== Text shown ==

After Kronstadt, the bureaucracy consolidated its power as sole owner of a system of state capitalism — internally by means of a temporary alliance with the peasantry (the “New Economic Policy”) and externally by using the workers regimented into the bureaucratic parties of the Third International as a backup force for Russian diplomacy, sabotaging the entire revolutionary movement and supporting bourgeois governments whose support it in turn hoped to secure in the sphere of international politics (the Kuomintang regime in the China of 1925-27, the Popular Fronts in Spain and France, etc.). The Russian bureaucracy then carried this consolidation of power to the next stage by subjecting the peasantry to a reign of terror, implementing the most brutal primitive accumulation of capital in history. The industrialization of the Stalin era revealed the bureaucracy’s ultimate function: continuing the reign of the economy by preserving the essence of market society: commodified labor. It also demonstrated the independence of the economy: the economy has come to dominate society so completely that it has proved capable of recreating the class domination it needs for its own continued operation; that is, the bourgeoisie has created an independent power that is capable of maintaining itself even without a bourgeoisie. The totalitarian bureaucracy was not “the last owning class in history” in Bruno Rizzi’s sense; it was merely a substitute ruling class for the commodity economy. A tottering capitalist property system was replaced by a cruder version of itself — simplified, less diversified, and concentrated as the collective property of the bureaucratic class. This underdeveloped type of ruling class is also a reflection of economic underdevelopment, and it has no agenda beyond overcoming this underdevelopment in certain regions of the world. The hierarchical and statist framework for this crude remake of the capitalist ruling class was provided by the working-class party, which was itself modeled on the hierarchical separations of bourgeois organizations. As Ante Ciliga noted while in one of Stalin’s prisons, “Technical questions of organization turned out to be social questions” (Lenin and the Revolution).

===
== Entries provided ==

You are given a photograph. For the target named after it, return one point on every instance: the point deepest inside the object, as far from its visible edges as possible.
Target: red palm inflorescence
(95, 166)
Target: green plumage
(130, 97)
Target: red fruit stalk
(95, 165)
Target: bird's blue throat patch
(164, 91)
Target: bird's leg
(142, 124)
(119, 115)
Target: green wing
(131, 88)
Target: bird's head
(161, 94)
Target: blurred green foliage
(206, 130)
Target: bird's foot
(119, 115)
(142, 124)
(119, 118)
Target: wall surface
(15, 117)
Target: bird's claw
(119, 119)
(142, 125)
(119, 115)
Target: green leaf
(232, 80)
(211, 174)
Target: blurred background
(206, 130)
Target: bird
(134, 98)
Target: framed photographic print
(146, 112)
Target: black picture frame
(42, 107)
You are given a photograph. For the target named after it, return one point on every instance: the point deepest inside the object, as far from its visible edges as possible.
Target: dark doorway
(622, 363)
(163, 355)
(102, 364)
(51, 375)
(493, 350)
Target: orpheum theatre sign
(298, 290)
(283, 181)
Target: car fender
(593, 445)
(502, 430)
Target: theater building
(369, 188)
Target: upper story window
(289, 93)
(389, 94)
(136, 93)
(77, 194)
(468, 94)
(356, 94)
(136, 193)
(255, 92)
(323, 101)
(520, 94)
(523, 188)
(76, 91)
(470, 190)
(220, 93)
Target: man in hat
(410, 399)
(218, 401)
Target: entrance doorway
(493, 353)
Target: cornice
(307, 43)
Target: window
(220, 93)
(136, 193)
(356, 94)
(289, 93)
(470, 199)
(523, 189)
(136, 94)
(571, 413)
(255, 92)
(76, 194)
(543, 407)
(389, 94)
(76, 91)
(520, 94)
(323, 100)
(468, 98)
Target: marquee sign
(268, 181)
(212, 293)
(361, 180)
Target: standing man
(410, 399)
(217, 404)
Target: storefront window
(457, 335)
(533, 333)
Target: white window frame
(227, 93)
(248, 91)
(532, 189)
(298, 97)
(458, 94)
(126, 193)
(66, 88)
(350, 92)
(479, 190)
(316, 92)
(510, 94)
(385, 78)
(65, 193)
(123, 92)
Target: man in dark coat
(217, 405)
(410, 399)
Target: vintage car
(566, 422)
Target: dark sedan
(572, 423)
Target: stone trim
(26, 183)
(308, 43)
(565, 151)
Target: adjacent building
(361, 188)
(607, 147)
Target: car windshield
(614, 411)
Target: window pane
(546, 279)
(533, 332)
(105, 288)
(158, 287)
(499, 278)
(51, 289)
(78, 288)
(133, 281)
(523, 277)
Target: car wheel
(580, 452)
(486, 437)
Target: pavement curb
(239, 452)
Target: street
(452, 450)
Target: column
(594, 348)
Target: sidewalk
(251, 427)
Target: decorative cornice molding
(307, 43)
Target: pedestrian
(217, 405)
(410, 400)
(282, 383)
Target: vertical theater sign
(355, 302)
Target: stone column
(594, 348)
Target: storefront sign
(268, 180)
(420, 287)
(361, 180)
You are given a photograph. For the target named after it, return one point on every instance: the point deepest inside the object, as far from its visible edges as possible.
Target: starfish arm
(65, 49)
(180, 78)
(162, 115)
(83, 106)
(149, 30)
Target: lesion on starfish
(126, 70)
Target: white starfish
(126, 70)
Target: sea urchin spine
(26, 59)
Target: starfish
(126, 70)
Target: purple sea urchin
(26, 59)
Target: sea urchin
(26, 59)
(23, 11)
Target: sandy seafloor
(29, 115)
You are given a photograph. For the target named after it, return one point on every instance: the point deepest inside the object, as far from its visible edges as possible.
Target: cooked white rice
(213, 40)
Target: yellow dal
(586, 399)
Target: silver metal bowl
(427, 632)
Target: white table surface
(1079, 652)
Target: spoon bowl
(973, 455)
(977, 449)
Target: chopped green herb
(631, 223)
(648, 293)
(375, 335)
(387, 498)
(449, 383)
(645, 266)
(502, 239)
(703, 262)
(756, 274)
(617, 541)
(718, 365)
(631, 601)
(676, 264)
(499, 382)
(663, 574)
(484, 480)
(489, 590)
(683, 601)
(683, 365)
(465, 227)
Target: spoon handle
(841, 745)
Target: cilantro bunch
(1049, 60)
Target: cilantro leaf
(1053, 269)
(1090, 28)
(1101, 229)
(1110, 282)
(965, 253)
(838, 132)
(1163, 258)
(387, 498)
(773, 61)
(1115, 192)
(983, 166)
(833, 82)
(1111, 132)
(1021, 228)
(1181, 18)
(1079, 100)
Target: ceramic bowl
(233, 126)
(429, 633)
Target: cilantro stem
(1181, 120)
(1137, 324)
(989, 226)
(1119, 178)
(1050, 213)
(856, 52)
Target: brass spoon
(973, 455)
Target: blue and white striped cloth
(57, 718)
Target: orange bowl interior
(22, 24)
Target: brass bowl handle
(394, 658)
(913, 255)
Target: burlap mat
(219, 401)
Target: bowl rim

===

■ **Short task**
Continue the passage on the Russian bureaucracy and state capitalism from the point where it ends. The records have no connection to the text.

■ **Answer below**
105

Leninism was the highest voluntaristic expression of revolutionary ideology; it was a coherence of the separate, governing a reality that resisted it. With the advent of Stalinism, revolutionary ideology returned to its fundamental incoherence. At that point, ideology was no longer a weapon, it had become an end in itself. But a lie that can no longer be challenged becomes insane. The totalitarian ideological pronouncement obliterates reality as well as purpose; nothing exists but what it says exists. Although this crude form of the spectacle has been confined to certain underdeveloped regions, it has nevertheless played an essential role in the spectacle’s global development. This particular materialization of ideology did not transform the world economically, as did advanced capitalism; it simply used police-state methods to transform people’s perception of the world.

106

The ruling totalitarian-ideological class is the ruler of a world turned upside down. The more powerful the class, the more it claims not to exist, and its power is employed above all to enforce this claim. It is modest only on this one point, however, because this officially nonexistent bureaucracy simultaneously attributes the crowning achievements of history to its own infallible leadership. Though its existence is everywhere in evidence, the bureaucracy must be invisible as a class. As a result, all social life becomes insane. The social organization of total falsehood stems from this fundamental contradiction.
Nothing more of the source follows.